▸ **TASK INSTRUCTIONS**:
List each line of the listing below that contains the string "mask". Treat uppercase and lowercase letters as different.

====

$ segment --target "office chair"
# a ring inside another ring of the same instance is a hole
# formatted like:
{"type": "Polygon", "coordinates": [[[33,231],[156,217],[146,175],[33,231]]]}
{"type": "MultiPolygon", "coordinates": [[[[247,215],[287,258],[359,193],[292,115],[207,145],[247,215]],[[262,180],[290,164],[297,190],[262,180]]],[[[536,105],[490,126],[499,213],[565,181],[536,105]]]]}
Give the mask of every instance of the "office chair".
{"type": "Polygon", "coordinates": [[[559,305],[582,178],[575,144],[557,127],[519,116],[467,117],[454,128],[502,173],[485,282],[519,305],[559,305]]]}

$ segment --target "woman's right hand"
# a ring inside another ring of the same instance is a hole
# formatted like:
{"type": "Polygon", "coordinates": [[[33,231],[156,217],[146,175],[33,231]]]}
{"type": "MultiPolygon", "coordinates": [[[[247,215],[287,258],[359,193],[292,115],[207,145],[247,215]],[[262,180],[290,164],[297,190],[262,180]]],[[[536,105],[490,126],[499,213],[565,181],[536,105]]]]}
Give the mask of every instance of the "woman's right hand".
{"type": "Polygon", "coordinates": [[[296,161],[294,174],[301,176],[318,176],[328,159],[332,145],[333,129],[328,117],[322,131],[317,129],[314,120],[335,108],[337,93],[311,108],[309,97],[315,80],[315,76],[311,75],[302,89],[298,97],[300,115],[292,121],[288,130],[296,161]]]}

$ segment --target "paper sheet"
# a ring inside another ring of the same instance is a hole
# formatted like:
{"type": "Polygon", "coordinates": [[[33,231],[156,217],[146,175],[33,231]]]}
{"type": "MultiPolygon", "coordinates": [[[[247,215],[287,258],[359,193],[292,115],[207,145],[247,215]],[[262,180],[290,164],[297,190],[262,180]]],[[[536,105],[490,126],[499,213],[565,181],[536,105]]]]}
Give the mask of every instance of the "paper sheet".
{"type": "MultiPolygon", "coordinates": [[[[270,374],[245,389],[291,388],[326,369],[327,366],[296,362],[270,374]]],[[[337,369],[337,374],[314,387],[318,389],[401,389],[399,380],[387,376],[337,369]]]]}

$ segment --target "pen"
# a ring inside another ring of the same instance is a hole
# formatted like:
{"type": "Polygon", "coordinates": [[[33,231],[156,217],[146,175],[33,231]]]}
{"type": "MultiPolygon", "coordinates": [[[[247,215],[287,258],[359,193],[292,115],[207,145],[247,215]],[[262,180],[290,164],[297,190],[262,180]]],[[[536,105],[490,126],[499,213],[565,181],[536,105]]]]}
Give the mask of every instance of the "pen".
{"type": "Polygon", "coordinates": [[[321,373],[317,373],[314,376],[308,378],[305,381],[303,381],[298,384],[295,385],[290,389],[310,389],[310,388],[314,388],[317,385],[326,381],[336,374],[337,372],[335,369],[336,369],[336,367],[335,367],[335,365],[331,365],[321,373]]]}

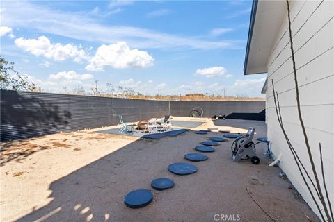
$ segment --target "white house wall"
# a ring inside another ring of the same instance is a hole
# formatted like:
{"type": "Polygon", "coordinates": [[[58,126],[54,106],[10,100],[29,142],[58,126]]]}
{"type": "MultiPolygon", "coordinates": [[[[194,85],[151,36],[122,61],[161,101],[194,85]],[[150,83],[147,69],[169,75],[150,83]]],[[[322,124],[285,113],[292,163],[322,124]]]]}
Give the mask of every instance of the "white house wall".
{"type": "MultiPolygon", "coordinates": [[[[334,207],[334,1],[296,1],[291,2],[290,7],[302,116],[320,178],[319,143],[321,143],[326,182],[334,207]]],[[[311,173],[296,109],[287,28],[287,12],[267,64],[268,137],[274,156],[283,153],[280,166],[319,215],[283,135],[273,103],[272,80],[287,135],[311,173]]]]}

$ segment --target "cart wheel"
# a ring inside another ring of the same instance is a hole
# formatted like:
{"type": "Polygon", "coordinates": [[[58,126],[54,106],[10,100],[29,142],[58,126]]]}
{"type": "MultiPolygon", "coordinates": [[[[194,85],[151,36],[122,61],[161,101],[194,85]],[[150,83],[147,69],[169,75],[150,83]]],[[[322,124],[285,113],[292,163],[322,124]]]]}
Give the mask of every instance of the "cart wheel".
{"type": "Polygon", "coordinates": [[[252,162],[252,164],[258,165],[260,164],[260,159],[257,156],[253,156],[250,158],[250,161],[252,162]]]}

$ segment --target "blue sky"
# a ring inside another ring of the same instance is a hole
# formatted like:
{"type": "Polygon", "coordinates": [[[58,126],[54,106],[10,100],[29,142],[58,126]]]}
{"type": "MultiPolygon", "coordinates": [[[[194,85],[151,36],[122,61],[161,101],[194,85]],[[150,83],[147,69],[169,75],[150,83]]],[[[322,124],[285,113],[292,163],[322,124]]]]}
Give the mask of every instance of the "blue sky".
{"type": "Polygon", "coordinates": [[[1,55],[43,91],[262,96],[244,76],[251,1],[1,1],[1,55]]]}

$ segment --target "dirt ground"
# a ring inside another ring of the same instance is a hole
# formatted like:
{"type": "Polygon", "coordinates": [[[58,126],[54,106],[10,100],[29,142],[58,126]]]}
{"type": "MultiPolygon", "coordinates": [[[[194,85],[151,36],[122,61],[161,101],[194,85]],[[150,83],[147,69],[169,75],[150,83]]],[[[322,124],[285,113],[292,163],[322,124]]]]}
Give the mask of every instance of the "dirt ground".
{"type": "MultiPolygon", "coordinates": [[[[255,137],[267,135],[262,121],[203,120],[192,130],[214,127],[243,133],[252,126],[255,137]]],[[[168,171],[170,164],[187,162],[184,155],[197,153],[193,148],[200,142],[223,133],[191,130],[150,140],[94,132],[99,130],[1,144],[0,221],[273,221],[270,216],[319,221],[289,181],[278,176],[280,168],[268,166],[267,144],[257,146],[259,165],[232,162],[230,139],[207,153],[207,161],[192,162],[197,173],[177,176],[168,171]],[[173,180],[175,187],[153,190],[152,180],[160,177],[173,180]],[[152,191],[153,202],[136,210],[125,206],[125,196],[138,189],[152,191]]]]}

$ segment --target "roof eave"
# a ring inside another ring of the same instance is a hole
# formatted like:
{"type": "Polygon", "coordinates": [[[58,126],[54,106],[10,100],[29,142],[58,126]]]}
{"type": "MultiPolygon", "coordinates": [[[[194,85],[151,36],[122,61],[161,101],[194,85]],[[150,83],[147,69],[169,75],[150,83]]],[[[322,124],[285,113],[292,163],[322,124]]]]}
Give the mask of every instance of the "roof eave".
{"type": "Polygon", "coordinates": [[[252,10],[250,14],[250,19],[248,28],[248,37],[247,40],[247,46],[246,49],[245,62],[244,65],[244,75],[250,75],[246,74],[247,63],[248,62],[249,51],[250,49],[250,44],[252,42],[253,30],[254,28],[254,24],[255,22],[256,10],[257,9],[258,0],[253,0],[252,3],[252,10]]]}

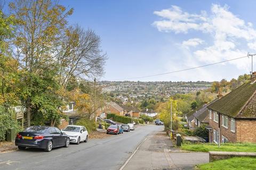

====

▸ **SOLUTION TO THE PROBLEM**:
Give the mask of every instance of the "office chair".
Give the mask of every instance of the "woman's right hand".
Give the mask of every instance of the "paper sheet".
Give the mask of every instance of the "pen".
Give the mask of every instance of the "white house wall".
Give the mask of every instance of the "cart wheel".
Give the mask of every instance of the "blue sky".
Give the mask of every instance of the "dirt ground".
Give the mask of every instance of the "roof eave".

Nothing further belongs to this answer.